+++ PASSAGE PROVIDED +++

Yahoo Life Has Been A Long Time Coming
Erick Schonfeld
26 comments »
The unveiling of Yahoo Life (which is not the official name) as a harbinger of the company’s strategy to incorporate social networking into Yahoo’s existing mail and IM communications systems is a step in the right direction. But you’ve got to wonder what took it so long. The notion that the big Web portals could turn their IM and e-mail contact lists into full-blown social networks is nothing new. AOL tried to do the same thing with AIM Pages with mixed success. Even Yahoo’s Brad Garlinghouse, who was on stage at CES with Jerry Yang to make the announcement of Yahoo Life, was thinking of this more than a year ago. In fact, I dug out some notes from a meeting I had with him in the fall of 2006 when I asked him whether Yahoo felt threatened by MySpace and social networking in general. His response then was telling:
I think it’s a fad, not the future. The majority of activity [on social networks] is communications. We already have your social network. It is who you are e-mailing. That is the core of my communications, my hub. In my opinion, in 12 to 18 months, we won’t be talking of social networking.
He was right about the communications part, but we’re still talking about social networks. And now Yahoo is playing catch-up. You get the sense that Yahoo did not take the threat of social networking seriously until recently. Will Yahoo Life be too little too late or can it make up for its tardiness by leveraging its huge number of active users?





Yahoo! will be interesting, but I think Google has most of the early adopters and whatever they do will likely blow Yahoo! out of the water.

+++ SUPPLIED MATERIAL +++

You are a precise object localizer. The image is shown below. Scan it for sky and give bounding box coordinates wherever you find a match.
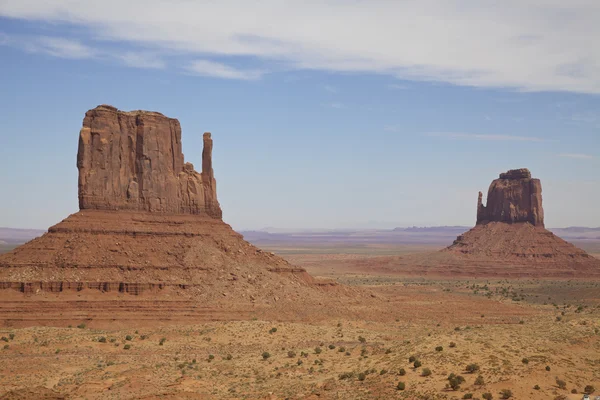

+++
+++ SUPPLIED MATERIAL +++

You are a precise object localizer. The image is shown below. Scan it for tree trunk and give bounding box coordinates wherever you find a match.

+++

**WRITTEN REQUEST**:
In the Yahoo Life post, write out the passage starting with "He was right" and going on through "of active users?", swapping "tardiness" for "lateness".

**RESULT OF THIS EXERCISE**:
He was right about the communications part, but we’re still talking about social networks. And now Yahoo is playing catch-up. You get the sense that Yahoo did not take the threat of social networking seriously until recently. Will Yahoo Life be too little too late or can it make up for its lateness by leveraging its huge number of active users?